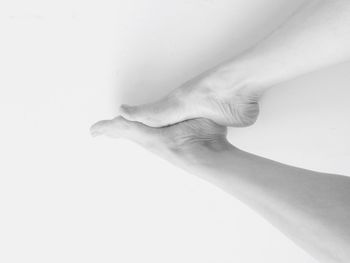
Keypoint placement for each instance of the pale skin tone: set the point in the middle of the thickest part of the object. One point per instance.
(311, 208)
(188, 128)
(316, 36)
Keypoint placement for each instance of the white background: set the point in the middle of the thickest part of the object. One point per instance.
(65, 197)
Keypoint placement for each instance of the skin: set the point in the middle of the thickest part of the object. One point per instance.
(311, 208)
(315, 36)
(188, 128)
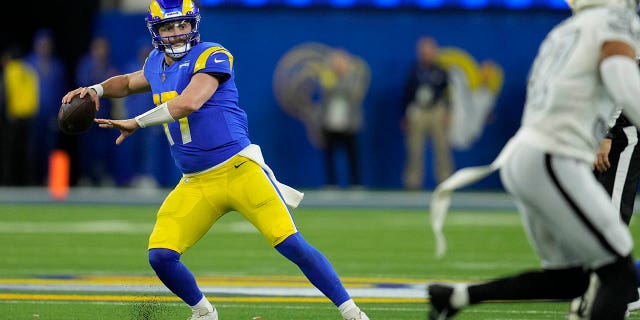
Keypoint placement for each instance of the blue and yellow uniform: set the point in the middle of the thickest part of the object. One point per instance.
(205, 146)
(222, 170)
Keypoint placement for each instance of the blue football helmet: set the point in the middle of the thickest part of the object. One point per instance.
(163, 11)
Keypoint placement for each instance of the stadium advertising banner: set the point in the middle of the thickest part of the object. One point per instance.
(385, 41)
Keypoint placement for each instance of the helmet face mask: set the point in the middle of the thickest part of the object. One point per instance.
(163, 12)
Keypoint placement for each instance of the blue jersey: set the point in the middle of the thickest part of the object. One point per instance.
(219, 129)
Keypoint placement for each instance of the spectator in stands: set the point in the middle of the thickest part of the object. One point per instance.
(96, 153)
(426, 116)
(52, 85)
(343, 86)
(21, 95)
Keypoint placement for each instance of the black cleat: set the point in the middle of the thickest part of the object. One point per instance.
(440, 296)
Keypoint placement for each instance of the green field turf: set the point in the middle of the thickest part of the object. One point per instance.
(58, 240)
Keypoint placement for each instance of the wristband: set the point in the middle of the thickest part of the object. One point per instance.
(157, 115)
(98, 89)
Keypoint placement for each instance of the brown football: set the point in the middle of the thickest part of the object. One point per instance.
(77, 116)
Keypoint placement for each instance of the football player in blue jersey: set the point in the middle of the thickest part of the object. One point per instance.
(197, 103)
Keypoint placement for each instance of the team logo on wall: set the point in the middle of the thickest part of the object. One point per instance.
(474, 90)
(299, 77)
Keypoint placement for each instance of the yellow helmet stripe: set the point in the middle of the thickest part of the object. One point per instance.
(155, 10)
(201, 62)
(187, 6)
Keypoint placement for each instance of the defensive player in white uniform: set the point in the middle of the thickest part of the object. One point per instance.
(585, 67)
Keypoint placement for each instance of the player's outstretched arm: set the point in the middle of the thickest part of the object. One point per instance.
(127, 127)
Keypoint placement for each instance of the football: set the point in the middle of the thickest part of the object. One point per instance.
(77, 116)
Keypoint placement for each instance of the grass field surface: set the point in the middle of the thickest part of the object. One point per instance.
(63, 261)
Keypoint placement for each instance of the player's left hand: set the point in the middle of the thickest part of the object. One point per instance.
(602, 163)
(127, 127)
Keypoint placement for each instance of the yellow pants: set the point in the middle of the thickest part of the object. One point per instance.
(198, 201)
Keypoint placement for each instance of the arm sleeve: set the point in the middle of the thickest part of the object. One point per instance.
(621, 77)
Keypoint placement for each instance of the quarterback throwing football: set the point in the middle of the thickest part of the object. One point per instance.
(196, 101)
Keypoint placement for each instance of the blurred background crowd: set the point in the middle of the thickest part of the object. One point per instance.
(378, 95)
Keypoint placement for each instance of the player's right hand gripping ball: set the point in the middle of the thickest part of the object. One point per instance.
(77, 116)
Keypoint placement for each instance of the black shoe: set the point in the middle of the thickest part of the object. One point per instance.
(440, 296)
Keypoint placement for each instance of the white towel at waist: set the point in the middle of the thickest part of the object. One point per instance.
(292, 197)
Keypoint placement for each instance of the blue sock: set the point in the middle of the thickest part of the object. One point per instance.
(638, 271)
(315, 266)
(175, 275)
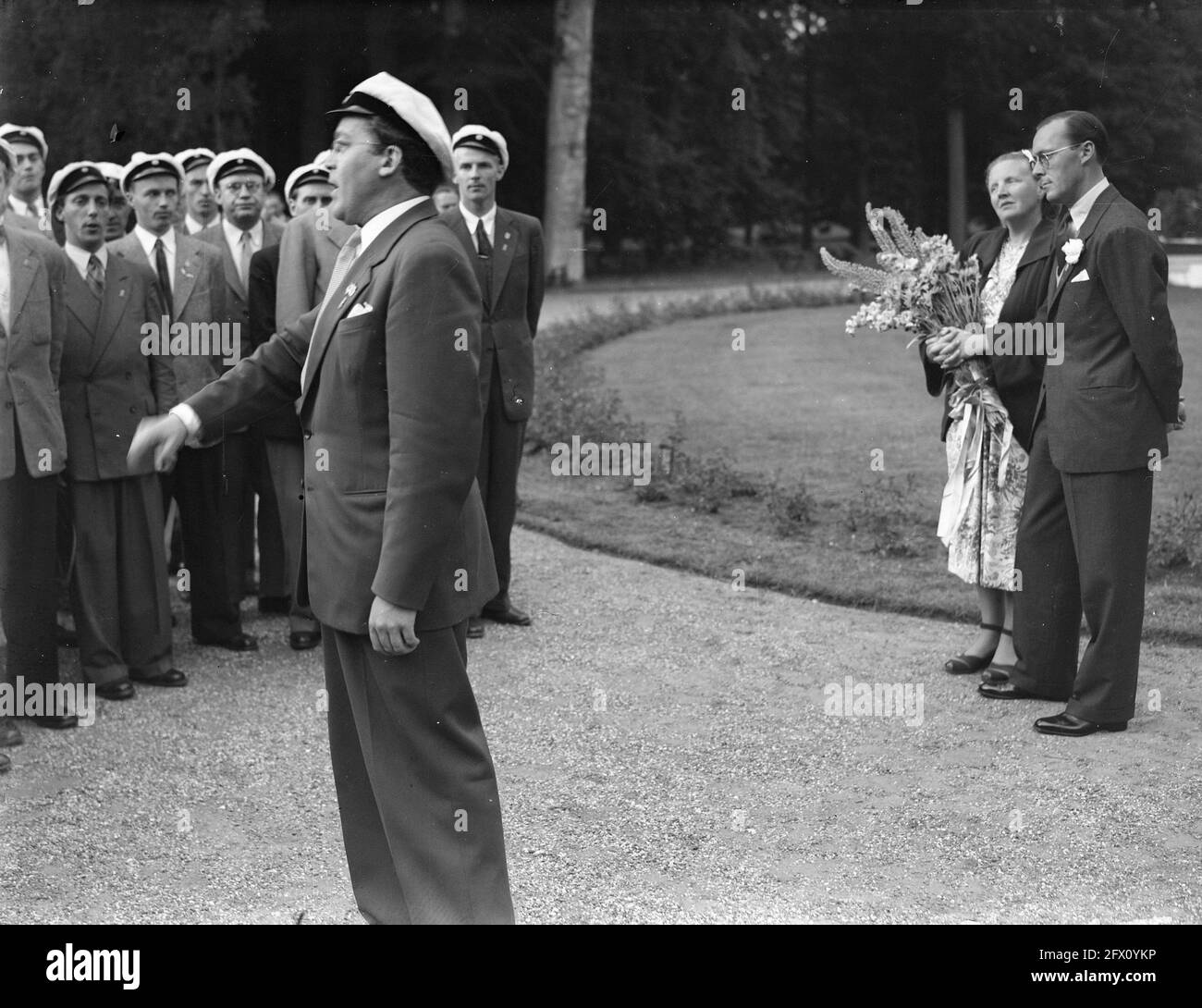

Work task
Apart from the pictures, return the records exactly.

Written response
Keypoint placement for each instance of the pale skin tone: set the point in the middle of the thickest part of the object. One point per instance.
(311, 208)
(188, 128)
(316, 36)
Keypoint placement for each instance of the white background: set the point in the middle of the thickest part of the object. One point per instance.
(65, 197)
Keypoint placement for each instance of the skin: set the point in the middle of the thickest part of the object. One point per instance.
(311, 208)
(315, 36)
(188, 128)
Keypoint placement for each instance of the blue and yellow uniform: set the point in the middle of the thickest part of the object. One point per instance.
(205, 146)
(222, 170)
Keypoint placement for each instance of the blue football helmet: set the point in the middle of the thickest part of the object. One point per instance.
(163, 11)
Keypoint placement for each instance of the stadium advertising banner: set the point in the middle of the thickest part of the object. One point per instance.
(385, 41)
Keypoint placement for each instance of the helmet face mask: set the point in the middle of the thickest part of the object. One point per instance.
(163, 12)
Keypoint placement for each instance of the blue jersey: set the point in the middle of the thickest part of the object. One point per instance.
(219, 129)
Keypoint placement for each instance of the spectator in stands: set the point in the middle of the thickest part of the object. One point per instance.
(96, 153)
(426, 116)
(52, 85)
(343, 86)
(21, 95)
Keypoint placement for each instance of the black cleat: set the point in the middle of the thickest part of the object. One point per instance.
(440, 296)
Keypoint placement for each instance of the green field turf: set the point in the middle of the thickest part of the object. One point per instance.
(58, 240)
Keypoint placement for each instance of the wristband: set the point in the middle of the thickest part of the object. One point per instance.
(157, 115)
(98, 89)
Keypoint placement for each instance of the brown football: set the point in the middle of the thickest part of the object. One point per instance.
(77, 116)
Keypoint placement for each instance of the football player in blue jersey: set the point in the middle of the thickest part of the object. One point per instance.
(197, 103)
Keypoint placement for each instance of the team logo on wall: set the point in the middle of the thickest part of the object. One point per instance.
(474, 90)
(299, 77)
Keypoint placement for each instance of the yellow helmet stripe: set the point in the middle of the thickest part of the object. One point per instance.
(155, 10)
(201, 62)
(187, 6)
Keypoint placement for each instance of the defensive player in white uniform: set the point in the middle of the thickest part of the object. One point per instance.
(585, 67)
Keypoint placement for each instance of the player's outstretched arm: set the point in the middle of the thickest part of the object. One point per instance.
(127, 127)
Keypoint placement for each instance of the football: set the point in the middle of the thickest part of the object. One point per instance.
(77, 116)
Keypoint placement for each instance of the grass field surface: set the point in the middle of the thickest part of the object. One point per instance.
(63, 261)
Keypoint placement for each instance of the player's left hand: set the point in the middle of the thickest part of the object. One point per instance.
(602, 163)
(127, 127)
Keypoint placement for each instance of the yellow pants: set the point in the middle of the thickest part of the object. One point per instance.
(198, 201)
Keypoint placement for each instance of the arm sleeve: set the point in the middle of the thickest part of the object. One point per instance.
(621, 77)
Keypoint placement for each instance of the quarterback throwing football: set the point in the middle of the thickest part of the object. One point per instance.
(196, 101)
Keypoint placement for each instance of the blurred background crowd: set the point in the middle of the thickest part of the object. One point per instance.
(378, 95)
Keypoint placement for each instance of the player's right hand gripping ball: set the point in the middle of the thickest part of the object. One point per instance.
(77, 116)
Keypoint placement for each instance of the black shoe: set the point in the middle of the thickest part of the object. One point per instance.
(440, 296)
Keypoint placement for each instance of the white towel at waist: set the point in the middle of the thickest part of the object. One point per instance.
(292, 197)
Keypoint placement for each instance of the blue sock: set the point in the middle of the thickest part of the object. One point per instance.
(638, 271)
(315, 266)
(175, 275)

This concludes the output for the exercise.